TO DO:
a) According to the biographies, why has Glenys worked on the Equal Marriage Act, the Forced Marriage Act and violence against women legislation?
b) From the biographies, quote the passage that begins with the words containing "Glenys has had" and ends with "Myanmar for example.".

READING TEXT:
- Opening Delimiter -
Glenys has had a career in the voluntary, co-operative and private sectors for over 30 years, starting at Gingerbread, then the Citizens Advice Bureau and leaving them to work as Project Director at the Institute for Community Studies and Mutual Aid Centre from 1978 – 1981. She left the ICS to become Political Secretary of the Royal Arsenal Co-operative Society, joining the public affairs team of the Co-operative Wholesale Society working there until 1992. In 1993 Glenys became the General Secretary of the Fabian Society. A feminist activist from LSE days, she has worked within the Labour Party to ensure gender balance, and has and still does mentor many women seeking public office. More recently Glenys has been supporting women elected to new parliaments in the developing world, Tanzania, Kenya and Myanmar for example.
Glenys founded what became Social Enterprise UK and chaired the organisation until 2008 and also founded the All Party Parliamentary Group for Social Enterprise. In 2010 she became one of three Patrons of SEUK and in that capacity Glenys has been active in building what is now the Social Economy. Over the years Glenys has been a Trustee of Action for Children, Jamie Oliver’s 15 Foundation, Training for Life, and of course The Young Foundation. She was a board member of the IdEA, the Local Government Improvement agency from 1999 – 2008. As a backbench peer, she helped to put through the Community Interest Company Right to Request legislation and the Social Value Act. Glenys ran her own communications company from 2001 – 2008, and stood down when she was appointed Health Minister in the House of Lords. She also had responsibility for Women and Equalities in the Lords, and helped to put through the Equality Act of 2010. In 2010 she became the Shadow Health Minister and in May 2012, Glenys changed jobs and became the Women and Equalities Shadow Minister, and so has worked on the Equal Marriage Act, Forced Marriage Act and violence against women legislation.
Baroness Mary Watkins
Member of the House of Lords
Chair, National Institute for Health Research, South West Peninsula
Baroness Mary Watkins is a British Professor of Nursing. She currently is emeritus professor of healthcare leadership at Plymouth University and Deputy Vice Chancellor of the university.
Qualifying as a general nurse in 1976 and a mental health nurse in 1979, Professor Watkins worked in community, in-patient mental health and acute settings, providing non-emergency and emergency healthcare.
Made a Nightingale Scholar in 1985, Professor Watkins was appointed Dean of the then Faculty of Health and Social Work at Plymouth in 2003, Pro Vice-Chancellor (Health) in 2005 and Deputy Vice-Chancellor in January 2007. She retired in 2012, but still retains close links to the Plymouth University Peninsula Schools of Medicine and Dentistry, and serves on the Board of Governors. She is also closely involved with the governance of Marine Academy Plymouth, which is sponsored by the University.
She was nominated for life peerage by the House of Lords Appointments Commission and was created Baroness Watkins of Tavistock, of Buckland Monachorum in the County of Devon, on 2 November 2015. She sits in the House of Lords as a crossbencher.
- Closing Delimiter -
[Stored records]
- Opening Delimiter -
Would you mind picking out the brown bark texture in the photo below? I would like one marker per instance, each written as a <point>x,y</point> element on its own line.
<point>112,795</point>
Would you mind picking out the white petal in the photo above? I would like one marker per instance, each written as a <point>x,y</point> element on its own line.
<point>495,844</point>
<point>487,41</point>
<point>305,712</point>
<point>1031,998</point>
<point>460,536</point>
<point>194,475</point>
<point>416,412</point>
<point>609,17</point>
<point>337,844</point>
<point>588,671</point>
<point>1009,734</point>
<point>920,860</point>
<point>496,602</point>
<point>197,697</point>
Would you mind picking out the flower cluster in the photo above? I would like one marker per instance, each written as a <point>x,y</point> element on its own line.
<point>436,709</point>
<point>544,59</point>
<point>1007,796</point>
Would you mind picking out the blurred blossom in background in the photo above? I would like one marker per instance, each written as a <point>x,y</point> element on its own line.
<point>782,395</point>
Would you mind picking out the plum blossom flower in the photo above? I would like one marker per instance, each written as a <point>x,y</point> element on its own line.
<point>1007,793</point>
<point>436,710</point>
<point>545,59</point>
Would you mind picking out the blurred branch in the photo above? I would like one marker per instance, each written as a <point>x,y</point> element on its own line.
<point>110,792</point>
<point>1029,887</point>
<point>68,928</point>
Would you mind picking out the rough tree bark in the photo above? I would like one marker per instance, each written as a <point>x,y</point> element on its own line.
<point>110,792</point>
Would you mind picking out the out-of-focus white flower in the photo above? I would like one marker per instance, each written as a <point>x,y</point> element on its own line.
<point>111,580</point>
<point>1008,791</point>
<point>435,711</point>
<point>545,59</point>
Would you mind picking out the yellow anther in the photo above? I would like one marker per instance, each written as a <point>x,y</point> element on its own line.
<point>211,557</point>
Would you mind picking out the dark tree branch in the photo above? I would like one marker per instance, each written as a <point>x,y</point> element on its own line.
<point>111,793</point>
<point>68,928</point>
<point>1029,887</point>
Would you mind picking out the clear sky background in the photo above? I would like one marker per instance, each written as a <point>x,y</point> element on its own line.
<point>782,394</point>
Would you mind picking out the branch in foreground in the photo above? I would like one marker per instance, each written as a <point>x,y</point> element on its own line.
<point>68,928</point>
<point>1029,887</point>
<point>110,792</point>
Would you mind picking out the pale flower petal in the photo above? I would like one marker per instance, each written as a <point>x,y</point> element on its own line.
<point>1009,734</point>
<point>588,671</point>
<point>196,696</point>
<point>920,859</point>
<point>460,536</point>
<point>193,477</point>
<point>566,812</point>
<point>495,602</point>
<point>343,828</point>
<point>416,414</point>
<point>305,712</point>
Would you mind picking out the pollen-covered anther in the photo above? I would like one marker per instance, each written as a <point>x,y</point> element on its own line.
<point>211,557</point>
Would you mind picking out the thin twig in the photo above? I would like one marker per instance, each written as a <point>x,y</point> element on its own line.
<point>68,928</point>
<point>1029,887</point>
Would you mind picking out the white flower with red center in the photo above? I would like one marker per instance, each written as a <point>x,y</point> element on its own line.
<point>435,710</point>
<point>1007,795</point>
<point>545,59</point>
- Closing Delimiter -
OUTPUTS IN ORDER:
a) In May 2012 she changed jobs and became the Women and Equalities Shadow Minister. That role led her to work on the Equal Marriage Act, the Forced Marriage Act and violence against women legislation.

b)
Glenys has had a career in the voluntary, co-operative and private sectors for over 30 years, starting at Gingerbread, then the Citizens Advice Bureau and leaving them to work as Project Director at the Institute for Community Studies and Mutual Aid Centre from 1978 – 1981. She left the ICS to become Political Secretary of the Royal Arsenal Co-operative Society, joining the public affairs team of the Co-operative Wholesale Society working there until 1992. In 1993 Glenys became the General Secretary of the Fabian Society. A feminist activist from LSE days, she has worked within the Labour Party to ensure gender balance, and has and still does mentor many women seeking public office. More recently Glenys has been supporting women elected to new parliaments in the developing world, Tanzania, Kenya and Myanmar for example.